Given exercise → Starting with the line containing "of the sprout" and going on through the end of the material below, write out every line again, requests included, with each coordinate in the answers scaled by 2.55 and rounded to a whole number, halves rounded up. Leave every number in the requests and their format samples unchanged.

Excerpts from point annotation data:

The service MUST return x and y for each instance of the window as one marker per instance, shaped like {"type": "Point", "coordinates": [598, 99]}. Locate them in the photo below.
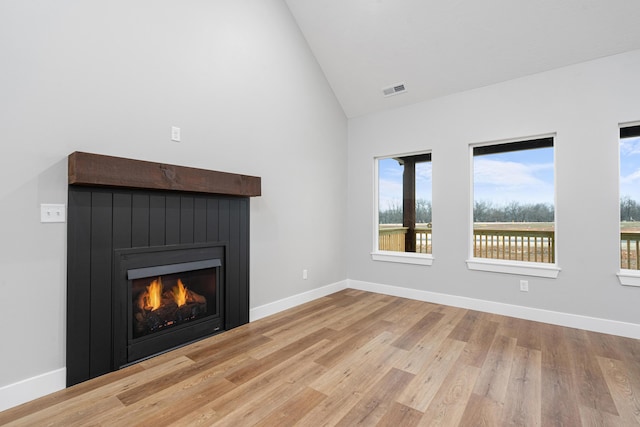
{"type": "Point", "coordinates": [630, 198]}
{"type": "Point", "coordinates": [403, 209]}
{"type": "Point", "coordinates": [513, 207]}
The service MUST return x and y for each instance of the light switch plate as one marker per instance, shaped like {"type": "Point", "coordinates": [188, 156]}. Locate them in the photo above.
{"type": "Point", "coordinates": [53, 213]}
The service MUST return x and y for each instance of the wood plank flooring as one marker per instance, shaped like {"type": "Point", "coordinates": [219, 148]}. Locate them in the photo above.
{"type": "Point", "coordinates": [359, 358]}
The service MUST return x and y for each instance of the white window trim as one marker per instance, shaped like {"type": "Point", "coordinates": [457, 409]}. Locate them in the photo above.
{"type": "Point", "coordinates": [391, 256]}
{"type": "Point", "coordinates": [625, 276]}
{"type": "Point", "coordinates": [536, 269]}
{"type": "Point", "coordinates": [523, 268]}
{"type": "Point", "coordinates": [629, 277]}
{"type": "Point", "coordinates": [402, 257]}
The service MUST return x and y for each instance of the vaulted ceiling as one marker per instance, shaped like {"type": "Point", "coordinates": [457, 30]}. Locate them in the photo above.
{"type": "Point", "coordinates": [439, 47]}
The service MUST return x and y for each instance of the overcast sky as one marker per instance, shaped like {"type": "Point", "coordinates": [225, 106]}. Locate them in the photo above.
{"type": "Point", "coordinates": [630, 168]}
{"type": "Point", "coordinates": [524, 176]}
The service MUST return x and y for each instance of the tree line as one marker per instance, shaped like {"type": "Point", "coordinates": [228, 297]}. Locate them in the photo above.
{"type": "Point", "coordinates": [483, 211]}
{"type": "Point", "coordinates": [629, 209]}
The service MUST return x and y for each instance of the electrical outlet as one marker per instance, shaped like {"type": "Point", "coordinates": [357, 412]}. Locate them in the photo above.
{"type": "Point", "coordinates": [52, 213]}
{"type": "Point", "coordinates": [175, 133]}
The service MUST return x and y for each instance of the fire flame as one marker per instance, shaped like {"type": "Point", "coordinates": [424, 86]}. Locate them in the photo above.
{"type": "Point", "coordinates": [153, 297]}
{"type": "Point", "coordinates": [179, 293]}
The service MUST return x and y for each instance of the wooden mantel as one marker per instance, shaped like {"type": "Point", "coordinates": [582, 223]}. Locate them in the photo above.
{"type": "Point", "coordinates": [108, 171]}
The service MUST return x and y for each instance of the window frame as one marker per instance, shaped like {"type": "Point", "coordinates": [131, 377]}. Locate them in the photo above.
{"type": "Point", "coordinates": [395, 256]}
{"type": "Point", "coordinates": [627, 277]}
{"type": "Point", "coordinates": [516, 267]}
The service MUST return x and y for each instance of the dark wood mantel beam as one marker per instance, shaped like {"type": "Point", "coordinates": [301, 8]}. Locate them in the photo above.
{"type": "Point", "coordinates": [108, 171]}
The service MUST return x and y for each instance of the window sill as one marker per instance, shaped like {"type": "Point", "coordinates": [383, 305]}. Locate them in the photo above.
{"type": "Point", "coordinates": [514, 267]}
{"type": "Point", "coordinates": [402, 257]}
{"type": "Point", "coordinates": [629, 277]}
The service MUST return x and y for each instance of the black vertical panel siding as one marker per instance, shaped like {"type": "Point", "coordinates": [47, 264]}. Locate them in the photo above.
{"type": "Point", "coordinates": [213, 225]}
{"type": "Point", "coordinates": [122, 220]}
{"type": "Point", "coordinates": [78, 289]}
{"type": "Point", "coordinates": [157, 214]}
{"type": "Point", "coordinates": [186, 219]}
{"type": "Point", "coordinates": [172, 220]}
{"type": "Point", "coordinates": [140, 220]}
{"type": "Point", "coordinates": [101, 255]}
{"type": "Point", "coordinates": [101, 220]}
{"type": "Point", "coordinates": [234, 264]}
{"type": "Point", "coordinates": [243, 289]}
{"type": "Point", "coordinates": [200, 220]}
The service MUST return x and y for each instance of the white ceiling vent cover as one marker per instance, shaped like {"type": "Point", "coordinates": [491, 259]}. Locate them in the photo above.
{"type": "Point", "coordinates": [394, 90]}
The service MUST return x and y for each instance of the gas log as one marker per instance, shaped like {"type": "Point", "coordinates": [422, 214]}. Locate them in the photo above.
{"type": "Point", "coordinates": [168, 313]}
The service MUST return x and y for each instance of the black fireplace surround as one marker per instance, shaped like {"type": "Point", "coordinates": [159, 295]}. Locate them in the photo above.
{"type": "Point", "coordinates": [118, 236]}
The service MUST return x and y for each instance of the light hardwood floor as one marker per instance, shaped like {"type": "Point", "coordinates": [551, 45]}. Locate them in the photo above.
{"type": "Point", "coordinates": [359, 358]}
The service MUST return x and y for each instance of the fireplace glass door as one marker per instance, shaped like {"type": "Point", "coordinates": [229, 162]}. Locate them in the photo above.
{"type": "Point", "coordinates": [166, 297]}
{"type": "Point", "coordinates": [169, 296]}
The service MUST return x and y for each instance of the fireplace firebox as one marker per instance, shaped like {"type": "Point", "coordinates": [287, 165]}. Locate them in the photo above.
{"type": "Point", "coordinates": [165, 297]}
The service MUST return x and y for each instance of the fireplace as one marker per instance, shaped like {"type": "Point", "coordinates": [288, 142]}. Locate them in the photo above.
{"type": "Point", "coordinates": [158, 256]}
{"type": "Point", "coordinates": [165, 297]}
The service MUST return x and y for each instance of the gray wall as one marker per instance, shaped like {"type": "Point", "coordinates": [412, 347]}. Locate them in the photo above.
{"type": "Point", "coordinates": [583, 104]}
{"type": "Point", "coordinates": [112, 77]}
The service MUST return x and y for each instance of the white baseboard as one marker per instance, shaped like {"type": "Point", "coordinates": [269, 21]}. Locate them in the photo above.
{"type": "Point", "coordinates": [613, 327]}
{"type": "Point", "coordinates": [32, 388]}
{"type": "Point", "coordinates": [295, 300]}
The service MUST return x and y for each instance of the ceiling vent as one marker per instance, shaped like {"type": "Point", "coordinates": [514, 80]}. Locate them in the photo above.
{"type": "Point", "coordinates": [394, 90]}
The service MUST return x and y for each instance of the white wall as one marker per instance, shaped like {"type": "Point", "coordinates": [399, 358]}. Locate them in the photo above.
{"type": "Point", "coordinates": [583, 104]}
{"type": "Point", "coordinates": [112, 77]}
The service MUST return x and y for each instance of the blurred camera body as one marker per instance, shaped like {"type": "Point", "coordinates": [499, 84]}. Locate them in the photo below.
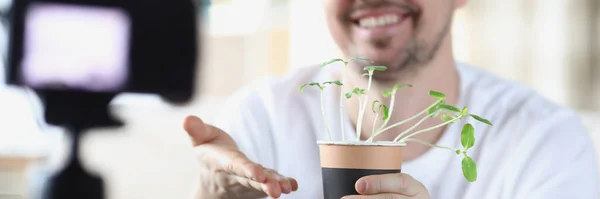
{"type": "Point", "coordinates": [105, 46]}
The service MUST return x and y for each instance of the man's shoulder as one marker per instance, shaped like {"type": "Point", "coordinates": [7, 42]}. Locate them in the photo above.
{"type": "Point", "coordinates": [489, 92]}
{"type": "Point", "coordinates": [277, 89]}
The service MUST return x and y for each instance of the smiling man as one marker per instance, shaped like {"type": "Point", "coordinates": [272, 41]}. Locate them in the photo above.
{"type": "Point", "coordinates": [265, 145]}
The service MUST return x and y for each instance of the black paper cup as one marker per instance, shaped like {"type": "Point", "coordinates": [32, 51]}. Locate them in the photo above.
{"type": "Point", "coordinates": [343, 163]}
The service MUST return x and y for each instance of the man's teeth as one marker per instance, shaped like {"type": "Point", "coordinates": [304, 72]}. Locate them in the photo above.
{"type": "Point", "coordinates": [380, 21]}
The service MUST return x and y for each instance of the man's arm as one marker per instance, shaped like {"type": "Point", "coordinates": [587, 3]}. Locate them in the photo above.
{"type": "Point", "coordinates": [234, 153]}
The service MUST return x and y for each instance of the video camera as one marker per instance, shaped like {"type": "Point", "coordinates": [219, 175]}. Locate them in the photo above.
{"type": "Point", "coordinates": [77, 55]}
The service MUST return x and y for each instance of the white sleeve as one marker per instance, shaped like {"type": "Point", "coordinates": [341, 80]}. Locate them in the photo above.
{"type": "Point", "coordinates": [245, 119]}
{"type": "Point", "coordinates": [559, 161]}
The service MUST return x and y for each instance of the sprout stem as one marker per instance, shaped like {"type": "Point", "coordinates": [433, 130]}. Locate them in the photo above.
{"type": "Point", "coordinates": [390, 112]}
{"type": "Point", "coordinates": [406, 120]}
{"type": "Point", "coordinates": [431, 145]}
{"type": "Point", "coordinates": [362, 107]}
{"type": "Point", "coordinates": [373, 131]}
{"type": "Point", "coordinates": [428, 129]}
{"type": "Point", "coordinates": [342, 102]}
{"type": "Point", "coordinates": [413, 127]}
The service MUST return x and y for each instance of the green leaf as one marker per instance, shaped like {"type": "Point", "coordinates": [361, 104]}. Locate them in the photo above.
{"type": "Point", "coordinates": [446, 118]}
{"type": "Point", "coordinates": [387, 93]}
{"type": "Point", "coordinates": [436, 94]}
{"type": "Point", "coordinates": [373, 106]}
{"type": "Point", "coordinates": [435, 107]}
{"type": "Point", "coordinates": [375, 68]}
{"type": "Point", "coordinates": [334, 82]}
{"type": "Point", "coordinates": [467, 136]}
{"type": "Point", "coordinates": [469, 169]}
{"type": "Point", "coordinates": [449, 107]}
{"type": "Point", "coordinates": [464, 111]}
{"type": "Point", "coordinates": [385, 111]}
{"type": "Point", "coordinates": [481, 119]}
{"type": "Point", "coordinates": [356, 91]}
{"type": "Point", "coordinates": [302, 87]}
{"type": "Point", "coordinates": [390, 91]}
{"type": "Point", "coordinates": [398, 86]}
{"type": "Point", "coordinates": [331, 61]}
{"type": "Point", "coordinates": [360, 59]}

Answer to this problem →
The service MUST return x and y for each instance of the sprout stem as one marker per instance, shaped like {"type": "Point", "coordinates": [433, 130]}. Locate them in the photo above.
{"type": "Point", "coordinates": [995, 286]}
{"type": "Point", "coordinates": [1035, 306]}
{"type": "Point", "coordinates": [1099, 370]}
{"type": "Point", "coordinates": [923, 273]}
{"type": "Point", "coordinates": [951, 334]}
{"type": "Point", "coordinates": [1091, 329]}
{"type": "Point", "coordinates": [872, 260]}
{"type": "Point", "coordinates": [1053, 324]}
The service MUST return x and y for each instance of the green leaf as one marker per instance, shaped like {"type": "Point", "coordinates": [361, 104]}. Locate them in the photo above.
{"type": "Point", "coordinates": [1137, 301]}
{"type": "Point", "coordinates": [987, 237]}
{"type": "Point", "coordinates": [1112, 240]}
{"type": "Point", "coordinates": [951, 270]}
{"type": "Point", "coordinates": [1109, 273]}
{"type": "Point", "coordinates": [956, 173]}
{"type": "Point", "coordinates": [852, 209]}
{"type": "Point", "coordinates": [1191, 347]}
{"type": "Point", "coordinates": [1196, 431]}
{"type": "Point", "coordinates": [1145, 273]}
{"type": "Point", "coordinates": [1183, 283]}
{"type": "Point", "coordinates": [982, 283]}
{"type": "Point", "coordinates": [1227, 303]}
{"type": "Point", "coordinates": [908, 232]}
{"type": "Point", "coordinates": [770, 222]}
{"type": "Point", "coordinates": [995, 232]}
{"type": "Point", "coordinates": [1015, 219]}
{"type": "Point", "coordinates": [844, 156]}
{"type": "Point", "coordinates": [918, 150]}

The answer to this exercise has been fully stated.